:: Document excerpt ::
Seriously, though, if you need evidence that the world has become a scary place, you need look no further than the frequent travel warnings. Since June 6, all of the following places have been acknowledged for their various dangers to U.S. citizens: North Korea, Venezuela, Jordan, Republic of South Sudan, Egypt, Philippines, Mali, Ukraine, Somalia, Burundi, Algeria, Colombia, Iraq, Ethiopia, Burkina Faso, Chad and Missouri.

Now, granted, the majority of Americans wouldn’t know if Burkina Faso was a country or a kind of Muslim headwear, and sane people wouldn’t want to go to most of these places anyway. But the sanity of Americans is very much in question considering the results of the last election, and the winner of that contest would likely fail a test that consisted of pointing to these places on a map, and…

Wait! Did I say Missouri???!!!!!

Yes, indeed I did. (If you doubt me, go back two paragraphs.) There is, in fact, a traveladvisory for The Show Me State. But don’t worry. There’s no reason to cancel your vacation to Branson…unless you’re black.

You see, the Missouri travel warning wasn’t from the State Department; it was from the NAACP, and it’s the first one the organization has ever issued against a state.

“You have violations of civil rights that are happening to people,” said Rod Chapel, president of the Missouri NAACP. “They’re being pulled over because of their skin color, they’re being beaten up or killed. We are hearing complaints at a rate we haven’t heard before.”

I’ll bet this advisory is really killing Missouri’s tourism industry. After all, if you want to get beaten up and/or killed while on vacation, you’d be better off going to Colombia, where at least you can get some good drugs.

:: Data lines ::
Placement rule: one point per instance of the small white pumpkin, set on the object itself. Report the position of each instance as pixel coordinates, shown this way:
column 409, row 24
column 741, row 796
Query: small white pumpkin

:: Set task 1 ::
Answer these questions from the piece on travel warnings:
(a) Since what date have the listed places been acknowledged for their dangers to U.S. citizens?
(b) Which organization issued the travel warning for Missouri?
(c) What position does Rod Chapel hold?
:: Set task 2 ::
Repeat word for word the part of the piece on travel warnings running from "Wait! Did I" down to "against a state.".
The material isn't needed here.

:: Written reply 1 ::
(a) June 6
(b) The NAACP
(c) He is president of the Missouri NAACP.

:: Written reply 2 ::
Wait! Did I say Missouri???!!!!!

Yes, indeed I did. (If you doubt me, go back two paragraphs.) There is, in fact, a traveladvisory for The Show Me State. But don’t worry. There’s no reason to cancel your vacation to Branson…unless you’re black.

You see, the Missouri travel warning wasn’t from the State Department; it was from the NAACP, and it’s the first one the organization has ever issued against a state.